What the exercise asks:
Copy down all of the data underneath, exactly as shown.

################

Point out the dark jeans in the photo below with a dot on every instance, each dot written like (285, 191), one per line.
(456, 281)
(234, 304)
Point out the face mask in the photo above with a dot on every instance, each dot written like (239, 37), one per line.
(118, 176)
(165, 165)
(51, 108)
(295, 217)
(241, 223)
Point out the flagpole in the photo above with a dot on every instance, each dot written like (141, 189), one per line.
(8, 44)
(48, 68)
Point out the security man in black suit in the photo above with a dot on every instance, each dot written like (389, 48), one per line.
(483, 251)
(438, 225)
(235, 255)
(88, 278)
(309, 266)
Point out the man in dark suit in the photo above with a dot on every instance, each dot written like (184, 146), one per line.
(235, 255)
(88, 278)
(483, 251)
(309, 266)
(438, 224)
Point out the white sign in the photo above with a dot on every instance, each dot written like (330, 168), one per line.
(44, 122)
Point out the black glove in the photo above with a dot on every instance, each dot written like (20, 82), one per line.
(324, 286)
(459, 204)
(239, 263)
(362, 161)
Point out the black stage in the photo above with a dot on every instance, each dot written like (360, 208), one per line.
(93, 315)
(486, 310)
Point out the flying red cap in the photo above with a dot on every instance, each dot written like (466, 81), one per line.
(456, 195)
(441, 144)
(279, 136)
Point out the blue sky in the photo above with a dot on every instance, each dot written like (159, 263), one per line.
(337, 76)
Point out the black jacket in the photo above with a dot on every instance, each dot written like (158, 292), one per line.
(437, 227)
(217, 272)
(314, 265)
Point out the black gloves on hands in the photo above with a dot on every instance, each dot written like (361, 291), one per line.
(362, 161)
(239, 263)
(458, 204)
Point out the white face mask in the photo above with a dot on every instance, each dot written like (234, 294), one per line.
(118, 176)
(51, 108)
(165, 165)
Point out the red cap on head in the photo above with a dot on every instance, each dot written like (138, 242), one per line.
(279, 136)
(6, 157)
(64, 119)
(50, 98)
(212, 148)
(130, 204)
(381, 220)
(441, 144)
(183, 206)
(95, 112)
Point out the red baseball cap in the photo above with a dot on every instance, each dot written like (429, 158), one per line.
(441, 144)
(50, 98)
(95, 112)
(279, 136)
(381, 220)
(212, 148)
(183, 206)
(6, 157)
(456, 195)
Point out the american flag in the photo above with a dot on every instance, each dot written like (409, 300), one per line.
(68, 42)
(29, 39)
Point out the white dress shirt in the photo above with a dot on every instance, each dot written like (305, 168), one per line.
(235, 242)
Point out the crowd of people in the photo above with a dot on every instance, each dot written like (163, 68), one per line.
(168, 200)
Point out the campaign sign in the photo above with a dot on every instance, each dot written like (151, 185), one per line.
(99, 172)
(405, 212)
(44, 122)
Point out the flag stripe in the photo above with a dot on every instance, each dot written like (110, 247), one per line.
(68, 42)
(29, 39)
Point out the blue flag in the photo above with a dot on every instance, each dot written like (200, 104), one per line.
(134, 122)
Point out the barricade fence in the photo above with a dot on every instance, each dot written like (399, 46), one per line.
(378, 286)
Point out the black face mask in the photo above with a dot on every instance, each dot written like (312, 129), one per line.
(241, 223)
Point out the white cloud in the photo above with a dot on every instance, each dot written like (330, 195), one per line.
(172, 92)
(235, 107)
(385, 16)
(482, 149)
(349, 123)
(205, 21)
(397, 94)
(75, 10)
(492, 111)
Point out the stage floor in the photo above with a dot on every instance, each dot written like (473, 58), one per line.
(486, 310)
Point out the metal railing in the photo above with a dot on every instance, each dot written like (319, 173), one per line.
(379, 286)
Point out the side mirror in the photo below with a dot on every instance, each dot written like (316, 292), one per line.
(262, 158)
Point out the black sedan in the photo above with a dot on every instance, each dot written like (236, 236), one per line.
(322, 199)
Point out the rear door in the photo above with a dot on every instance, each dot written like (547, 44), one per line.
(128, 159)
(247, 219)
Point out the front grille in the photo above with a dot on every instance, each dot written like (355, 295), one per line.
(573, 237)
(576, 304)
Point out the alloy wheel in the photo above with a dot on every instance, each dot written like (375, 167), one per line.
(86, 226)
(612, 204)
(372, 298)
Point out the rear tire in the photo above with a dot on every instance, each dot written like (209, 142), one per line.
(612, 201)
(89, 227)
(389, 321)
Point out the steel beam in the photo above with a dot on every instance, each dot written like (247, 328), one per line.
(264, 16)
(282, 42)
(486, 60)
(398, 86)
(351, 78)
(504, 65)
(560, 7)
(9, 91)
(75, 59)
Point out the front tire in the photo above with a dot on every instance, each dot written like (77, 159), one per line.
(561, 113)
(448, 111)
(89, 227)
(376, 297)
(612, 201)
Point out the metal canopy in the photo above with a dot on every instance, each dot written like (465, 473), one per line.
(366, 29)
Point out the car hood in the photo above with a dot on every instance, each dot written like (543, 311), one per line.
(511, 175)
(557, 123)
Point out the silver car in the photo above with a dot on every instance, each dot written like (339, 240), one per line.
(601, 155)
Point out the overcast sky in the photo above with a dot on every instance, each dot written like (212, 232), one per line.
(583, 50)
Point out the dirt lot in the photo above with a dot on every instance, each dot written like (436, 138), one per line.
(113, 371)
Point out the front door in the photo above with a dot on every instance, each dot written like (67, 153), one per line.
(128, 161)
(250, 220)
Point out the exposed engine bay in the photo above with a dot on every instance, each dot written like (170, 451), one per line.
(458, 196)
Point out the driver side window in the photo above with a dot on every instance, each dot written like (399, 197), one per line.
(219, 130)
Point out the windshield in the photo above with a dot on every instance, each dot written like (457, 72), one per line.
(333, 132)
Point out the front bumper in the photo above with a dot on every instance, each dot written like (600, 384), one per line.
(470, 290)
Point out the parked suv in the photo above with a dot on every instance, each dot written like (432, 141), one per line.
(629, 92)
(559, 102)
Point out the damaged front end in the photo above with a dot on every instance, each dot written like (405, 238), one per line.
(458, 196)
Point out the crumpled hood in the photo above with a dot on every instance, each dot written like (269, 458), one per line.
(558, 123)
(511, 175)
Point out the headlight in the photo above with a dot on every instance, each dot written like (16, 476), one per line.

################

Result:
Point out the dark jeans in the photo below with a dot on every instance, each dot written like (285, 191), one per line.
(456, 281)
(234, 304)
Point out the face mask in the photo above with a dot on every instance, each dot written like (239, 37), one per line.
(118, 176)
(165, 165)
(51, 108)
(295, 217)
(241, 223)
Point out the flagpole in the photo above with a dot on every instance, each dot written like (141, 189), one per line.
(8, 44)
(48, 68)
Point out the security man in black suit in the photo above with a dot on every instance, each dot written like (389, 48), one per line.
(483, 251)
(438, 225)
(235, 255)
(88, 278)
(309, 266)
Point out the man in dark suit in the photo above with a dot on every instance, each dot written like (184, 146), one per line.
(235, 255)
(88, 278)
(483, 251)
(309, 266)
(438, 224)
Point out the white sign in the photo above with a dot on every instance, each dot written like (330, 168), one per line.
(44, 122)
Point out the black glove in the photo above with a dot on every instance, each dot written like (20, 82), one per line.
(324, 286)
(459, 204)
(239, 263)
(362, 161)
Point out the black stage in the photo above with a dot on every instance, each dot written like (360, 208), one per line.
(93, 315)
(486, 310)
Point out the flying red cap in the photo above with a dot on every instance, each dot written like (466, 81), one per line.
(456, 195)
(441, 144)
(279, 136)
Point out the blue sky in the photo above with a dot on every instance, each dot written like (159, 263), one per line.
(337, 76)
Point out the black jacket in the photo above with a dot on every instance, each dot written like (158, 292), one per line.
(437, 227)
(217, 272)
(314, 265)
Point out the black gloves on hands in the photo above with a dot on every instance, each dot written like (361, 291), one per line.
(362, 161)
(239, 263)
(458, 204)
Point out the white face mask in the photo above with a dot on every instance, each dot written like (234, 294), one per line.
(118, 176)
(51, 108)
(165, 165)
Point out the red cap on head in the photo above with a dot on every instance, each dot written like (138, 242), one per line.
(279, 136)
(6, 157)
(64, 119)
(50, 98)
(212, 148)
(130, 204)
(381, 220)
(441, 144)
(183, 206)
(95, 112)
Point out the red baseball cap in the photo above with a dot on every instance, each dot written like (429, 158), one per line.
(441, 144)
(50, 98)
(95, 112)
(279, 136)
(381, 220)
(212, 148)
(183, 206)
(6, 157)
(456, 195)
Point out the american flag in the photo above with a dot on every instance, each dot written like (409, 300), one per line.
(68, 42)
(29, 39)
Point out the white dress shirt in the photo above with a dot on every instance, each dot written like (305, 168), one per line.
(235, 242)
Point out the crowd of people in the photo above with a dot on every instance, each dot written like (163, 68), one per line.
(168, 200)
Point out the campaign sign in the photo above with a dot on every instance, each dot written like (151, 185), one per line.
(99, 172)
(405, 212)
(44, 122)
Point out the flag stripe in the photo above with a dot on every instance, each dot written like (110, 247), one per line.
(68, 42)
(29, 39)
Point out the blue flag in the photo above with a dot on every instance, each dot written like (200, 104), one per line.
(134, 122)
Point out the barricade fence in the photo above with a dot on every instance, each dot written like (399, 46), one per line.
(378, 286)
Point out the black face mask in the photo above with a dot on every instance, each dot written like (312, 129), one per line.
(241, 223)
Point out the white cloud in the photo above with a dot on every instance, each dot written like (330, 195), one per line.
(172, 92)
(235, 107)
(385, 16)
(482, 149)
(349, 123)
(205, 21)
(397, 94)
(75, 10)
(492, 111)
Point out the stage floor in the photo above with a dot on every instance, each dot written like (473, 58), one per line.
(486, 310)
Point out the metal railing in the photo above with a dot on every instance, each dot written like (319, 173), one per line.
(379, 286)
Point out the side mirror in the photo below with a dot on every instance, each dot written like (316, 292), one per line.
(262, 158)
Point out the black sedan in the photo above with a dot on every instance, each dot written like (236, 236), one per line.
(322, 199)
Point out the rear door in the photo above with a dot on every instance, each dot written like (547, 44), one per line.
(128, 159)
(247, 219)
Point out the front grille in the photo above with a dot on every instance, each dot written like (355, 295), one per line.
(573, 237)
(576, 304)
Point out the alloy wheel in the photo above with a dot on every instance, each dot written like (375, 167), one per line.
(86, 226)
(612, 204)
(372, 298)
Point out the rear tire in the photo above with a dot on every instance, each dot written like (209, 142), one per line.
(612, 201)
(89, 227)
(389, 321)
Point out the steel beam in the photo above with a dot on every instance, each dot written like (247, 328), one per line.
(264, 16)
(282, 42)
(486, 60)
(398, 86)
(351, 78)
(504, 65)
(560, 7)
(9, 91)
(75, 59)
Point out the front tire in the photo above with a dot on every instance, each dot written like (77, 159), one per line.
(561, 113)
(448, 111)
(89, 227)
(376, 297)
(612, 201)
Point out the metal canopy in the photo above with a dot on every instance, each dot written like (465, 473), one per line.
(366, 29)
Point out the car hood in the photo above with a dot on every instance, each dot written like (543, 311), one per line.
(511, 175)
(557, 123)
Point out the silver car in the photo above with a dot on every instance, each dot written like (339, 240), one per line.
(601, 155)
Point out the overcast sky in the photo above with a dot on every instance, each dot written like (212, 232), one per line.
(583, 50)
Point out the dirt lot in the photo above with a dot on every instance, each dot written like (436, 138), one per line.
(113, 371)
Point out the front door in the photo above with a dot on every instance, each dot written like (67, 153), one per line.
(128, 161)
(250, 220)
Point out the exposed engine bay in the photo above with a dot on every instance, each dot written like (170, 451), one per line.
(458, 196)
Point out the driver side window in the photo above with a dot on every instance, each dot written like (399, 197), one per line.
(219, 130)
Point out the windshield in the photo above with a dot on every instance, each dot written like (457, 72), one per line.
(333, 132)
Point out the front bumper in the photo above with a dot on every instance, each dot written like (600, 384), one per line.
(470, 290)
Point out the parked suv in the photo above with a dot on every instance, each dot written like (432, 141), one per line.
(629, 92)
(559, 102)
Point out the damaged front end in the photo above with a dot on every instance, each dot written like (405, 238), one per line.
(458, 196)
Point out the crumpled hood in the photo above with a dot on every instance, each dot written like (269, 458), one per line.
(558, 123)
(511, 175)
Point out the headlight in the photo above with a dot on every instance, each dot written like (16, 476), one per line.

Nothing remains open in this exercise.